### What the task requires
Using the records below, transcribe word for word the stretch from the line that contains "Target: palm tree" through the line that contains "the chimney, given", both end lines included, and nothing else.

++++ Material shown ++++

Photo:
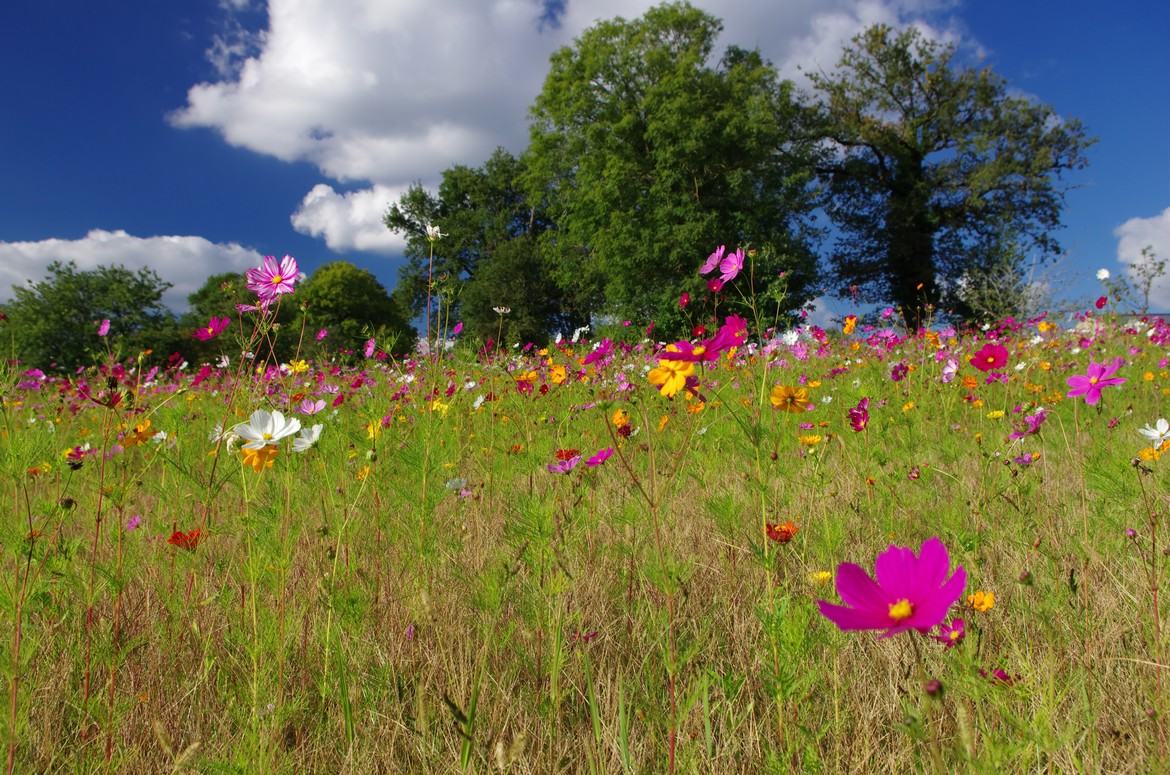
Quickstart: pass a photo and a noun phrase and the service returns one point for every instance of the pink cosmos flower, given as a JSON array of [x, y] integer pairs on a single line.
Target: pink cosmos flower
[[730, 266], [859, 416], [310, 406], [713, 260], [910, 592], [1098, 376], [270, 279], [991, 356], [215, 326], [949, 370], [564, 466], [600, 457]]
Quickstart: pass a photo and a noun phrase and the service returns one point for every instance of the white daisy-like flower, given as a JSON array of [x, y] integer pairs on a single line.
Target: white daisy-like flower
[[1158, 433], [307, 438], [265, 429]]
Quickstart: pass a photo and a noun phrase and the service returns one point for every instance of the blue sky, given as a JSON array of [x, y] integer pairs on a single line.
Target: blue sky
[[194, 137]]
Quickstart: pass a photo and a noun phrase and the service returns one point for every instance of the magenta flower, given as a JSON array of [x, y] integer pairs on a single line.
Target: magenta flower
[[600, 457], [310, 406], [1091, 383], [215, 326], [270, 279], [991, 356], [730, 266], [910, 592], [564, 466], [713, 260], [859, 416]]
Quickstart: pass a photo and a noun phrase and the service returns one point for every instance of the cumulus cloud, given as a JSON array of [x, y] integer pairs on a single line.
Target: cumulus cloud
[[349, 220], [1138, 233], [184, 261], [387, 93]]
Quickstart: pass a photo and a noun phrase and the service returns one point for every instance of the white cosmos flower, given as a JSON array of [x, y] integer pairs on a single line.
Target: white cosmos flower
[[1158, 433], [307, 438], [265, 429]]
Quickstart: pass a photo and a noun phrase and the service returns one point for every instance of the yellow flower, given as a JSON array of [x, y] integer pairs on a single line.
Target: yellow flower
[[982, 601], [790, 399], [670, 376], [260, 459]]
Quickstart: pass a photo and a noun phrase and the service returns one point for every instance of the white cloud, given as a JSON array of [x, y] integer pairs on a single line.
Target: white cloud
[[1138, 233], [184, 261], [349, 220], [389, 93]]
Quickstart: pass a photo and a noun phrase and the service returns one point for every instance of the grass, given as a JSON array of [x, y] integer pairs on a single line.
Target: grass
[[418, 592]]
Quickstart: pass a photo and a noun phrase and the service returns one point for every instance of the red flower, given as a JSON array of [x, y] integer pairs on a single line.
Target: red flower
[[187, 541], [991, 356], [780, 533]]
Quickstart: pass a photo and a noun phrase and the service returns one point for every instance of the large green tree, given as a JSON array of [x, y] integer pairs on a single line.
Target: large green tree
[[489, 254], [651, 152], [54, 321], [353, 306], [940, 175]]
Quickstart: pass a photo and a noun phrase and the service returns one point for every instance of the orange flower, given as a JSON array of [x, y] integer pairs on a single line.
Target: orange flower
[[260, 459], [790, 399]]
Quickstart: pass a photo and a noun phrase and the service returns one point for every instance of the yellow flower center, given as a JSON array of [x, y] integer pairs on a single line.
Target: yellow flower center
[[901, 610]]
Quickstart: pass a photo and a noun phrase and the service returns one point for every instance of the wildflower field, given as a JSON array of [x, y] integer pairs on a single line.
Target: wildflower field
[[758, 549]]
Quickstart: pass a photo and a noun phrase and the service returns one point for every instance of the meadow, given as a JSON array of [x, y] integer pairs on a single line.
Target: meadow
[[598, 556]]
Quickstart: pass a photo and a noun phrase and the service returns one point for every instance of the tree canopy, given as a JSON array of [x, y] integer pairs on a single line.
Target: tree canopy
[[353, 307], [649, 153], [940, 176], [55, 320]]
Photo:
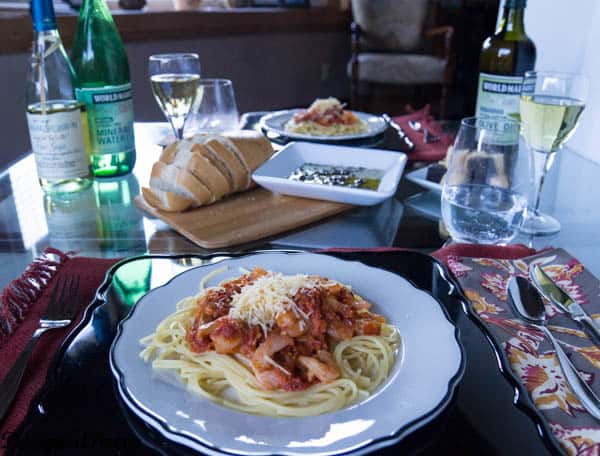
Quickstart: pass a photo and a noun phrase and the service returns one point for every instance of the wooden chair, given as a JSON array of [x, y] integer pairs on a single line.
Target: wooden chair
[[391, 48]]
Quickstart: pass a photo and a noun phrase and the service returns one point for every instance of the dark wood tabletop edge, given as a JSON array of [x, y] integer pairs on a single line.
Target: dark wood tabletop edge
[[143, 25]]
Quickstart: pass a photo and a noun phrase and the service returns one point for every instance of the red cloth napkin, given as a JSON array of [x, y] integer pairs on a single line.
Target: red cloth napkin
[[37, 282], [432, 151]]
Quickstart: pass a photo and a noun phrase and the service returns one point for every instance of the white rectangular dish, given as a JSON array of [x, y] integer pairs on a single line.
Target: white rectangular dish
[[274, 174], [419, 177]]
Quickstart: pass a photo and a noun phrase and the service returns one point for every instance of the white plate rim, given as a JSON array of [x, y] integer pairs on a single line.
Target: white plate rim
[[356, 196], [419, 177], [288, 113], [195, 442]]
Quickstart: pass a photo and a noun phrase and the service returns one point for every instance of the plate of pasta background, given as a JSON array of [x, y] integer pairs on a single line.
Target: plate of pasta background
[[324, 120], [281, 353]]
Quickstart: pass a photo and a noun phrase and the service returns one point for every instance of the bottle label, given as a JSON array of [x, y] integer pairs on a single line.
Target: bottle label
[[58, 144], [498, 95], [110, 118]]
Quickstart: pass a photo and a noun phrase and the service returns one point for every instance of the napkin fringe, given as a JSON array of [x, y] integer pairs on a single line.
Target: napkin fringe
[[20, 294]]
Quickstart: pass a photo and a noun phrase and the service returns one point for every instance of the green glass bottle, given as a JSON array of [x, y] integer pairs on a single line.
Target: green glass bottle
[[505, 57], [104, 86]]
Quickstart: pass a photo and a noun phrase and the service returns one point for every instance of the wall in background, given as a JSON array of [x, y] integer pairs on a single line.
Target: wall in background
[[566, 34], [269, 71]]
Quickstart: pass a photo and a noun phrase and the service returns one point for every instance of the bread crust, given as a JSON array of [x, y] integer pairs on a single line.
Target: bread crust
[[180, 181], [166, 201], [205, 168], [238, 171]]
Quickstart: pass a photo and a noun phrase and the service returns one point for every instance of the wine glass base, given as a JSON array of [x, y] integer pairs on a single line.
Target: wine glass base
[[540, 224]]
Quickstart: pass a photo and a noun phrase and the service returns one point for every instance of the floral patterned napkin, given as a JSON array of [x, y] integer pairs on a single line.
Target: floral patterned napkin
[[532, 359]]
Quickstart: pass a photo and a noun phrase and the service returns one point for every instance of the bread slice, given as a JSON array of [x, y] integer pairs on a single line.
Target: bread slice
[[183, 155], [252, 145], [170, 178], [217, 162], [208, 174], [170, 152], [237, 169], [166, 201]]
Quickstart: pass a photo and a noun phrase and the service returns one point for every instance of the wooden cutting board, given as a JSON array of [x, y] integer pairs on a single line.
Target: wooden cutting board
[[244, 217]]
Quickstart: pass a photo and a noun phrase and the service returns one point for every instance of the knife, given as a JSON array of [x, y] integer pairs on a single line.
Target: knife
[[557, 295], [401, 133]]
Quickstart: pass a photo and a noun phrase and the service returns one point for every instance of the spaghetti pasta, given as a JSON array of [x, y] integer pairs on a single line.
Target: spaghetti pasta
[[276, 369], [326, 117]]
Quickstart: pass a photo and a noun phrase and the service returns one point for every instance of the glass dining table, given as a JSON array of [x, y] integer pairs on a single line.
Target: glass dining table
[[103, 221]]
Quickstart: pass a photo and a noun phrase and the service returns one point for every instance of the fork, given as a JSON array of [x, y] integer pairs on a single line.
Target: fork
[[61, 310]]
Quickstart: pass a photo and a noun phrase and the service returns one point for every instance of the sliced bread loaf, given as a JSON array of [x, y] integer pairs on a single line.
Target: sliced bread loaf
[[166, 201], [170, 178]]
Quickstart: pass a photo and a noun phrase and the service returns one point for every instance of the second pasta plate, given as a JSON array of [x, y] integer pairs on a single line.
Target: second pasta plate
[[420, 384]]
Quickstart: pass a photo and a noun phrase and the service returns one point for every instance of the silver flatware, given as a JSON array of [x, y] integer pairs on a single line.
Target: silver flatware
[[401, 133], [60, 312], [553, 293], [527, 303]]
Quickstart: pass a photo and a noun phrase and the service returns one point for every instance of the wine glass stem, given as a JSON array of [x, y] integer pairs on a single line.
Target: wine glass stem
[[548, 160], [177, 126]]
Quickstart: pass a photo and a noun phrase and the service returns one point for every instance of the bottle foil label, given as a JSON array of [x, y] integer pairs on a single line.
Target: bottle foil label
[[58, 144], [110, 118], [498, 95]]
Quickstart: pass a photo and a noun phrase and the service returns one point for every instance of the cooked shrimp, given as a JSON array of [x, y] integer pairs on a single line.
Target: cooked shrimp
[[324, 371], [272, 344], [290, 324]]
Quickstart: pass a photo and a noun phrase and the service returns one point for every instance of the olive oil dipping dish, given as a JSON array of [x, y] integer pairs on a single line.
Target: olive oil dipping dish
[[319, 162]]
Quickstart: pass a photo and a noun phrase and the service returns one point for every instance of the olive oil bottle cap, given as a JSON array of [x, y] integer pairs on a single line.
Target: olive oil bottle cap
[[42, 13], [518, 4]]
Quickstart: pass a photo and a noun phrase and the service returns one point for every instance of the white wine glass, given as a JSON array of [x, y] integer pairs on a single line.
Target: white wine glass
[[484, 192], [551, 105], [174, 79]]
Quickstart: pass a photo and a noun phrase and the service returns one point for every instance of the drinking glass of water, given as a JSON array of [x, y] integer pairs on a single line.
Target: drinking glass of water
[[483, 197], [215, 109]]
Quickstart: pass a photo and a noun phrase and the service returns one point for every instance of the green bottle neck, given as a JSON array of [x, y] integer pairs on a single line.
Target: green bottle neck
[[511, 25], [97, 9]]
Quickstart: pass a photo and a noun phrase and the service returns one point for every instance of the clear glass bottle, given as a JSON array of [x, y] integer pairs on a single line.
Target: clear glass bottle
[[505, 57], [102, 68], [56, 120]]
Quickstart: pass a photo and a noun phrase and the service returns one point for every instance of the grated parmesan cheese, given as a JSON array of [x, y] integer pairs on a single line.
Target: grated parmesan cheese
[[260, 302]]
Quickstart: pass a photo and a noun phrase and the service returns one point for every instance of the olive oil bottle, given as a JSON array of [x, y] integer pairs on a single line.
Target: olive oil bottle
[[505, 57], [55, 119], [104, 86]]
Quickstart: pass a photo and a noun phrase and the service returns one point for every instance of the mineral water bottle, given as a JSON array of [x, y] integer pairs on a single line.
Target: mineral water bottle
[[104, 86]]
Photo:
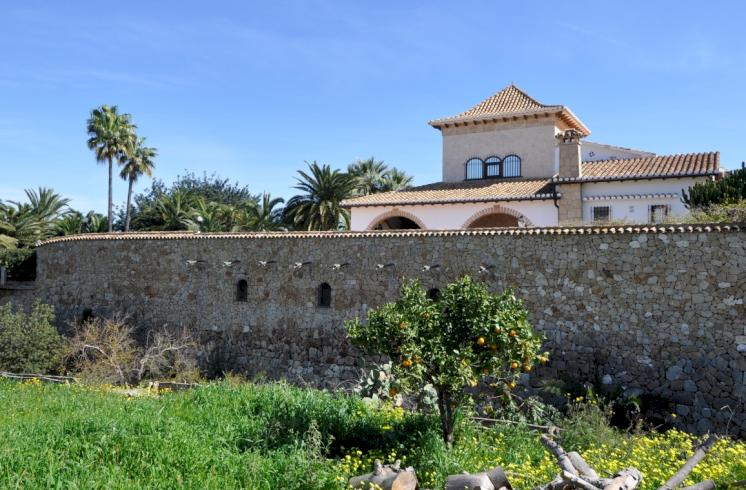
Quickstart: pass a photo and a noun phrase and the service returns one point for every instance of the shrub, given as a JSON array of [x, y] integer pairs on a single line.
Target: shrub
[[464, 335], [728, 190], [20, 263], [29, 343], [106, 351]]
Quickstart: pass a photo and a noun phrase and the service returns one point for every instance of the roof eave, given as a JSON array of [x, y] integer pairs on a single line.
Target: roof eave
[[560, 111]]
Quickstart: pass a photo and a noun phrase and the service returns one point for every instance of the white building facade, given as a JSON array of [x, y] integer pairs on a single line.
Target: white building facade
[[512, 161]]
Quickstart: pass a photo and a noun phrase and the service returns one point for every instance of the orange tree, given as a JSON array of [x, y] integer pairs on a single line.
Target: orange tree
[[465, 335]]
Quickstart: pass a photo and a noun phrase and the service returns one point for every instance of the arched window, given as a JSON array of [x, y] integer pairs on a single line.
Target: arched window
[[474, 169], [325, 295], [242, 291], [512, 166], [492, 166]]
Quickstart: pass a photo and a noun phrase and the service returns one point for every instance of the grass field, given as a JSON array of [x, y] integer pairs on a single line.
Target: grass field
[[273, 436]]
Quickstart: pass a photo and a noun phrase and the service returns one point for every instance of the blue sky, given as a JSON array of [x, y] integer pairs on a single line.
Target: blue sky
[[252, 89]]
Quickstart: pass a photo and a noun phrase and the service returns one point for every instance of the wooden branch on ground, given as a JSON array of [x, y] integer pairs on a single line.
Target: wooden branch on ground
[[627, 479], [577, 481], [493, 479], [677, 479], [703, 485], [41, 377], [389, 477], [563, 460], [546, 428]]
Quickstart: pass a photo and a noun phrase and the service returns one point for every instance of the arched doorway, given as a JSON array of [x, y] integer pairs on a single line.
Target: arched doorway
[[497, 217], [396, 223], [396, 219], [494, 220]]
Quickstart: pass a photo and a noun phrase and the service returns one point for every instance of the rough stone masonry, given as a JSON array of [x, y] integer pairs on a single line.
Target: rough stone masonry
[[654, 309]]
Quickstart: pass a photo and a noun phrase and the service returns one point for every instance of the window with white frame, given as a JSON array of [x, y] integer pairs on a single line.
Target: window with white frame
[[658, 213], [601, 213]]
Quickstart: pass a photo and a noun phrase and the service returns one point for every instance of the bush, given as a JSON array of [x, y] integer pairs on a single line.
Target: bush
[[20, 263], [728, 190], [106, 351], [29, 343]]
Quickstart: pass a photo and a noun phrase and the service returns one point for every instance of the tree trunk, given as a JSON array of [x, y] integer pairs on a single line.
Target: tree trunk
[[446, 416], [129, 200], [111, 198]]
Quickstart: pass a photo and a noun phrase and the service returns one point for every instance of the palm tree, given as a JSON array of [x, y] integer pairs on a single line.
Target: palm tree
[[210, 216], [395, 180], [71, 224], [319, 207], [48, 207], [110, 136], [369, 174], [7, 229], [262, 216], [139, 161], [95, 223]]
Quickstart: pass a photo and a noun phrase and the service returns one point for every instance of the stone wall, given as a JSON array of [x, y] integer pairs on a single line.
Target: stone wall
[[657, 309]]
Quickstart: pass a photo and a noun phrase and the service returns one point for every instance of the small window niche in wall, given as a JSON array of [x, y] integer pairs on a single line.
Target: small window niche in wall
[[658, 213], [242, 291], [325, 295], [601, 213]]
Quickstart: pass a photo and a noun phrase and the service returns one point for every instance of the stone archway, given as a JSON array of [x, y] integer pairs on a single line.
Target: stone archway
[[396, 219], [496, 217]]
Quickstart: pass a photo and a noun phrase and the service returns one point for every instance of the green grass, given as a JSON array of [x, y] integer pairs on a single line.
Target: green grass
[[272, 436]]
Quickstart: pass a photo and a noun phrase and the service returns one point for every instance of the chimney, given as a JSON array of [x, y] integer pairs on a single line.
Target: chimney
[[570, 155]]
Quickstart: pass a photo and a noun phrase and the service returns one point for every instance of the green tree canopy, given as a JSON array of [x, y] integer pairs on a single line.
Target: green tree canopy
[[464, 335], [319, 207], [111, 136], [731, 189]]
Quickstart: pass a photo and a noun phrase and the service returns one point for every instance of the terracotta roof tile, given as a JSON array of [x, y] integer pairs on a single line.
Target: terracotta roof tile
[[577, 230], [510, 101], [691, 164], [454, 192]]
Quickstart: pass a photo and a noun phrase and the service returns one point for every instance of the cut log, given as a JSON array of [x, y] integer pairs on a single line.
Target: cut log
[[389, 477], [578, 482], [627, 479], [493, 479], [583, 468], [699, 453], [703, 485], [562, 459]]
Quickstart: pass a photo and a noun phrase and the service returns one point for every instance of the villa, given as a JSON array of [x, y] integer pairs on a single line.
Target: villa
[[512, 161]]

++++

### Problem solution
Target: palm tree
[[210, 216], [395, 180], [71, 224], [319, 207], [48, 207], [110, 136], [369, 174], [7, 229], [262, 216], [139, 161], [95, 223]]
Quickstart: pass a photo and a noun phrase and the service returns one point for every instance of the stone wall, given as a JSON array of [x, y] integer pairs on a single line.
Target: stone wall
[[657, 309]]
Quickstart: pass a photo and a noun phrase and the service returns one point for every instance of the small window niche in wall, given as a JSON array of [x, y] integer pairs on a single line.
Target: small window niche in wall
[[658, 213], [242, 291], [325, 295], [601, 213]]
Quickstart: pass a photo and a noun phrase and the service returns one point for every instance of the stone archway, given as a JSON array of [x, y] integer pairs on a single line.
Target: stone archway
[[396, 219], [496, 217]]
Quickstart: pass a photo and a noun phrase and the service returns one point for every instance of the green grass, given as a JSON array of [x, y] integer pairs on a single line.
Target: green grass
[[272, 436]]
Quickstart: pass a photo and a noun phrase and the service returns one point for every instance of the chimney, given as a JSON array of [x, y] integer pairs on a single line.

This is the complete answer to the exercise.